» Source:
Begin

Filtering can also be done with the subset() function. When applied to vectors, the difference between using this function and ordinary filtering lies in the manner in which NA values are handled.

x <- c(6,1:3,NA,12)
x
## [1]  6  1  2  3 NA 12
x[x > 5]
## [1]  6 NA 12
subset(x,x > 5)
## [1]  6 12

When we did ordinary filtering in the previous section, R basically said, “Well, x[5] is unknown, so it’s also unknown whether its square is greater than 5.” But you may not want NAs in your results. When you wish to exclude NA values, using subset() saves you the trouble of removing the NA values yourself.

The Selection Function which()

As you’ve seen, filtering consists of extracting elements of a vector z that satisfy a certain condition. In some cases, though, we may just want to find the positions within z at which the condition occurs. We can do this using which(), as follows:

z <- c(5,2,-3,8)
which(z*z > 8)
## [1] 1 3 4

The result says that elements 1, 3, and 4 of z have squares greater than 8. As with filtering, it is important to understand exactly what occurred in the preceding code. The expression

z*z > 8
## [1]  TRUE FALSE  TRUE  TRUE

is evaluated to (TRUE,FALSE,TRUE,TRUE). The which() function then simply reports which elements of the latter expression are TRUE.

One handy (though somewhat wasteful) use of which() is for determining the location within a vector at which the first occurrence of some condition holds. For example, recall our code on page 27 to find the first 1 value within a vector x:

first1 <- function(x) {
for (i in 1:length(x)) {
if (x[i] == 1) break # break out of loop
}
return(i)
}

Here is an alternative way of coding this task:

first1a <- function(x) return(which(x == 1)[1])

The call to which() yields the indices of the 1s in x. These indices will be given in the form of a vector, and we ask for element index 1 in that vector, which is the index of the first 1. That is much more compact. On the other hand, it’s wasteful, as it actually finds all instances of 1s in x, when we need only the first. So, although it is a vectorized approach and thus possibly faster, if the first 1 comes early in x, this approach may actually be slower.

A Vectorized if-then-else: The ifelse() Function

In addition to the usual if-then-else construct found in most languages, R also includes a vectorized version, the ifelse() function. The form is as follows:

ifelse(b,u,v)

End

» Given request A:
Please rewrite the stretch of the R filtering passage from "first1a <- function(x)" through "actually be slower.", changing "compact" to "concise".
» Given request B:
Write what comes next in the R filtering passage, picking up after its final line.
The listing that comes next isn't needed for anything here.

» Items taken from a data source:
Begin

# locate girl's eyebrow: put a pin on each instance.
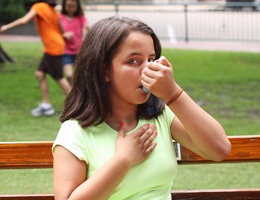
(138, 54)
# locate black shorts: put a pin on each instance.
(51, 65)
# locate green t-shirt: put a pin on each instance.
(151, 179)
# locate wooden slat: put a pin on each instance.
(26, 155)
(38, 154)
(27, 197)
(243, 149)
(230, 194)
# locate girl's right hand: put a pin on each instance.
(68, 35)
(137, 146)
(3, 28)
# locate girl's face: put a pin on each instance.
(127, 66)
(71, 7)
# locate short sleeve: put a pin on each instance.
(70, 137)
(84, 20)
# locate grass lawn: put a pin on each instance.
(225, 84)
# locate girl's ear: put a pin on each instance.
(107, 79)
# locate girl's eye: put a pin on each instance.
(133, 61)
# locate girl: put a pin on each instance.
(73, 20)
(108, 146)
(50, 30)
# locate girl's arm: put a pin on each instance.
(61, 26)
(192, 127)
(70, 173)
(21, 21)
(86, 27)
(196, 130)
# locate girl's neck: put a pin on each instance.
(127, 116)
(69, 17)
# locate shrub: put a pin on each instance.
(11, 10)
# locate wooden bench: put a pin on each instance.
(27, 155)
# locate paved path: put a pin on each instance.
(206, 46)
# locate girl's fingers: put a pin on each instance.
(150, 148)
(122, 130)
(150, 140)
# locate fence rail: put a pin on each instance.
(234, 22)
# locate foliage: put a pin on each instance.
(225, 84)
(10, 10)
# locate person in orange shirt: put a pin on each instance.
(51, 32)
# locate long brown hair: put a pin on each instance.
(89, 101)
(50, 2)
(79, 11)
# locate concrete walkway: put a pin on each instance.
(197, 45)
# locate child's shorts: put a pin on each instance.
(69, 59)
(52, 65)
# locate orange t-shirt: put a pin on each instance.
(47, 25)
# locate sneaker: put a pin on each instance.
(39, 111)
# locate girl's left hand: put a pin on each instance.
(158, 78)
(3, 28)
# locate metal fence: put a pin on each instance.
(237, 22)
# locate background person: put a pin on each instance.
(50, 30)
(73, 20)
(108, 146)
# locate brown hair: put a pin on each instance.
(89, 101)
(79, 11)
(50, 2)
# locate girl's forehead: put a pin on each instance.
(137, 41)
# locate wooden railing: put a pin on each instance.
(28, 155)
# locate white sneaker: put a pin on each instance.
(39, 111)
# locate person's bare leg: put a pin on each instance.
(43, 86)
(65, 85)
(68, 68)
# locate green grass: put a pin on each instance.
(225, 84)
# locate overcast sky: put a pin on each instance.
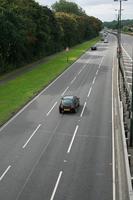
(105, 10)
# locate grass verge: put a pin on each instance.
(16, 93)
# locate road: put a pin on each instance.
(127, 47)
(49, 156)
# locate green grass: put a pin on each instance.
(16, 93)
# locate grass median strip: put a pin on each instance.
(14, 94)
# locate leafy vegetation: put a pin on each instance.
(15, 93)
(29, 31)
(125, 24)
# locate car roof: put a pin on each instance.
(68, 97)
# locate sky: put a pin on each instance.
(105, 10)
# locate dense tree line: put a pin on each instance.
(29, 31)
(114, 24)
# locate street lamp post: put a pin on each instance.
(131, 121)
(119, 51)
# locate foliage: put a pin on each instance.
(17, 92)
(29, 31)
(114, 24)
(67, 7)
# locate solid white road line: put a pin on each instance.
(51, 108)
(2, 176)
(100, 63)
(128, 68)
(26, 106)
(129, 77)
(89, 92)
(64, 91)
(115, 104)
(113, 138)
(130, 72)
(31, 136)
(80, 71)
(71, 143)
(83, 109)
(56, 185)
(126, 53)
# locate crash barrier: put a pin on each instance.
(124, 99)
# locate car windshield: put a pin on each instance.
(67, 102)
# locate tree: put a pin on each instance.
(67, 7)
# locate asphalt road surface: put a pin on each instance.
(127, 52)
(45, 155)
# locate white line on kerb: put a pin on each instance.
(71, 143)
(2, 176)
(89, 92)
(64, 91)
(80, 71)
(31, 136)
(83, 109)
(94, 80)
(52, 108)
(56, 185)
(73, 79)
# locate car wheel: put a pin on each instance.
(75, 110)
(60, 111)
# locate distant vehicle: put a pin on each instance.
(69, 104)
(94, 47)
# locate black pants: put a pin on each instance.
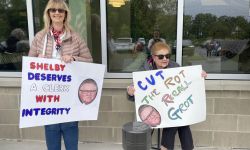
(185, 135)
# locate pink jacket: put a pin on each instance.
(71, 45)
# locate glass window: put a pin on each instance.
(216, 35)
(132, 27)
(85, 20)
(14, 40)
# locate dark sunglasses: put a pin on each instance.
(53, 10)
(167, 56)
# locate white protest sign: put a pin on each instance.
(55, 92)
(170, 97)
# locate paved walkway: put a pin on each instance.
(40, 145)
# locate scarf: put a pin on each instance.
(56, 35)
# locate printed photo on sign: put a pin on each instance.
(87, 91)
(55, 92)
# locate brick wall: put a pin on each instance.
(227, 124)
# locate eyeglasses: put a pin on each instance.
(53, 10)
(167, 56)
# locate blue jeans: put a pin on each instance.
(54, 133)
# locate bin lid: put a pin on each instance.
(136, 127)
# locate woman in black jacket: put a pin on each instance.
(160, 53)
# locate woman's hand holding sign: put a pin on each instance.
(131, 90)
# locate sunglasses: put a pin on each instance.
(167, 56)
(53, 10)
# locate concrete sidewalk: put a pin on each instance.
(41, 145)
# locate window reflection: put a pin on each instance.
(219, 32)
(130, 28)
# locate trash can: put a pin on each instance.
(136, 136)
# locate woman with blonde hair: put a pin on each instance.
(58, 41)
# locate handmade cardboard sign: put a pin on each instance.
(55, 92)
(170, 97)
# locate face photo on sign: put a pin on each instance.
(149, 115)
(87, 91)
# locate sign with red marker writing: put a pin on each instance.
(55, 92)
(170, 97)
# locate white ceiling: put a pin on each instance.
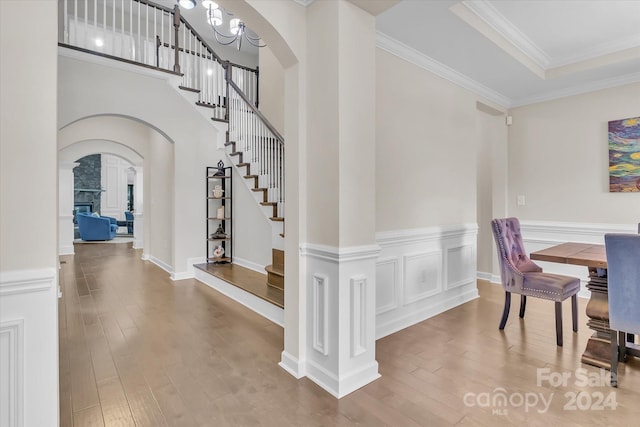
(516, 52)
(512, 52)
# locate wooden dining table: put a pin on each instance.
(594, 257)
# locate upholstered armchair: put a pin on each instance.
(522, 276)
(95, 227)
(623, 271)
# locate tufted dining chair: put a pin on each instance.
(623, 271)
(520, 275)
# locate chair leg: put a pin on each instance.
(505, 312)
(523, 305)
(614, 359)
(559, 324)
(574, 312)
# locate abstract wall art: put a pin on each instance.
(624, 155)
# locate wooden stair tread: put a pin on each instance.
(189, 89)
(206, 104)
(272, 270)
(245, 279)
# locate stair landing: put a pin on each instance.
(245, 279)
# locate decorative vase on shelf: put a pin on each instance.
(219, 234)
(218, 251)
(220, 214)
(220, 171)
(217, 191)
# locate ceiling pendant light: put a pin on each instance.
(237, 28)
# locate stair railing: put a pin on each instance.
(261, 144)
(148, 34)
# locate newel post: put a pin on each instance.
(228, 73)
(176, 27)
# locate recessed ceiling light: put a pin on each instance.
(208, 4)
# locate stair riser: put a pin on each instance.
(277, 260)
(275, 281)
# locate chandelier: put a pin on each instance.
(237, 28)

End
Begin

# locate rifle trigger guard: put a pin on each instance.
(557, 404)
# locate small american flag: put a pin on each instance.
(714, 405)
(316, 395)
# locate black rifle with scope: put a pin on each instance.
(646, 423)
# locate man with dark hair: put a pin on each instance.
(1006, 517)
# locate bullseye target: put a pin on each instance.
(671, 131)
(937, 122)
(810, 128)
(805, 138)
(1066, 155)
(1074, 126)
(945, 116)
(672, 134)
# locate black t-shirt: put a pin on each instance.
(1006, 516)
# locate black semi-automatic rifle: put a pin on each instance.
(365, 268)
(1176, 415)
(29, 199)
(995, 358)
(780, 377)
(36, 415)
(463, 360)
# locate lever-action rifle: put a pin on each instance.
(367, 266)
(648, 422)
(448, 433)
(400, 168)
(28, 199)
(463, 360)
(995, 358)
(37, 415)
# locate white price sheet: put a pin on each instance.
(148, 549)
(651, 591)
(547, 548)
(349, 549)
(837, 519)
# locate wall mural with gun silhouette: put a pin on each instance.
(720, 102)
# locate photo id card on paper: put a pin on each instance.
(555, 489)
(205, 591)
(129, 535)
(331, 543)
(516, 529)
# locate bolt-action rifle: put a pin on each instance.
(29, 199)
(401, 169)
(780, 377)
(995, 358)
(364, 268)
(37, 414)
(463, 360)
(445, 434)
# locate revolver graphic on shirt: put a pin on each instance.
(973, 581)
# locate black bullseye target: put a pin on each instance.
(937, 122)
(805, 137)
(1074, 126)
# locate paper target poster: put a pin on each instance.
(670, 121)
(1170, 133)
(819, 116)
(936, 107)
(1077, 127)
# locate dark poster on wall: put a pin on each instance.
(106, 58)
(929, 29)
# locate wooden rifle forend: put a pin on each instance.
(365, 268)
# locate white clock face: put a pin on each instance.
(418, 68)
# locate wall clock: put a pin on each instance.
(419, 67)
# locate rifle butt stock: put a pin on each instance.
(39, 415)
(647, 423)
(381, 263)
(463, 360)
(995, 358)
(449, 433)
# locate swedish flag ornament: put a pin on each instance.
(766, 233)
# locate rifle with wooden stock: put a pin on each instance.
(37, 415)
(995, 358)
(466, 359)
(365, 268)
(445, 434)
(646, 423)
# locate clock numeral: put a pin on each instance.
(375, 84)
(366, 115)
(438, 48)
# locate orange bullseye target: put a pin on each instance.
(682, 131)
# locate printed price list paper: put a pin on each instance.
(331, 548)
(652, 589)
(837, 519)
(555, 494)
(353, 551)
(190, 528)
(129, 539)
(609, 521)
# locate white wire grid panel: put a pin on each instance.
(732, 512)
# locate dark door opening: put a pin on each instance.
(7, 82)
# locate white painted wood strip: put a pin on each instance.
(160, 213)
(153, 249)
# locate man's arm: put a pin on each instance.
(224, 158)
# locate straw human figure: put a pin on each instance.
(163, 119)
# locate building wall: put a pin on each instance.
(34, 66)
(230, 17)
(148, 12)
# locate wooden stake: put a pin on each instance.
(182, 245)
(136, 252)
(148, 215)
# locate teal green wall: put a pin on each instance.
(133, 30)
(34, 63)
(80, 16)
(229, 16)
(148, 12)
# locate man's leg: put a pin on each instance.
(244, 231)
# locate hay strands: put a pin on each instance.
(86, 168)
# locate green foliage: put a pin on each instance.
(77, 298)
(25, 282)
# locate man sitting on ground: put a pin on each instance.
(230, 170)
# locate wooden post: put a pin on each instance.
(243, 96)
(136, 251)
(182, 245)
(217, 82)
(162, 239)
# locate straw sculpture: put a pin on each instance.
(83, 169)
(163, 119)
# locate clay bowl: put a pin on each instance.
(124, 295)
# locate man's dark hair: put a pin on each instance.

End

» Right answer A:
first1a <- function(x) return(which(x == 1)[1])

The call to which() yields the indices of the 1s in x. These indices will be given in the form of a vector, and we ask for element index 1 in that vector, which is the index of the first 1. That is much more concise. On the other hand, it’s wasteful, as it actually finds all instances of 1s in x, when we need only the first. So, although it is a vectorized approach and thus possibly faster, if the first 1 comes early in x, this approach may actually be slower.

» Right answer B:
where b is a Boolean vector, and u and v are vectors. The return value is itself a vector; element i is u[i] if b[i] is true, or v[i] if b[i] is false. The concept is pretty abstract, so let’s go right to an example:

x <- 1:10
y <- ifelse(x %% 2 == 0,5,12) # %% is the mod operator
y
##  [1] 12  5 12  5 12  5 12  5 12  5

Here, we wish to produce a vector in which there is a 5 wherever x is even or a 12 wherever x is odd. So, the actual argument corresponding to the formal argument b is (F,T,F,T,F,T,F,T,F,T). The second actual argument, 5, corresponding to u, is treated as (5,5,…)(ten 5s) by recycling. The third argument, 12, is also recycled, to (12,12,…).

Here is another example:

x <- c(5,2,9,12)
ifelse(x > 6,2*x,3*x)
## [1] 15  6 18 24

We return a vector consisting of the elements of x, either multiplied by 2 or 3, depending on whether the element is greater than 6. Again, it helps to think through what is really occurring here. The expression x > 6 is a vector of Booleans. If the ith component is true, then the ith element of the return value will be set to the ith element of 2x; otherwise, it will be set to 3x[i], and so on. The advantage of ifelse() over the standard if-then-else construct is that it is vectorized, thus potentially much faster.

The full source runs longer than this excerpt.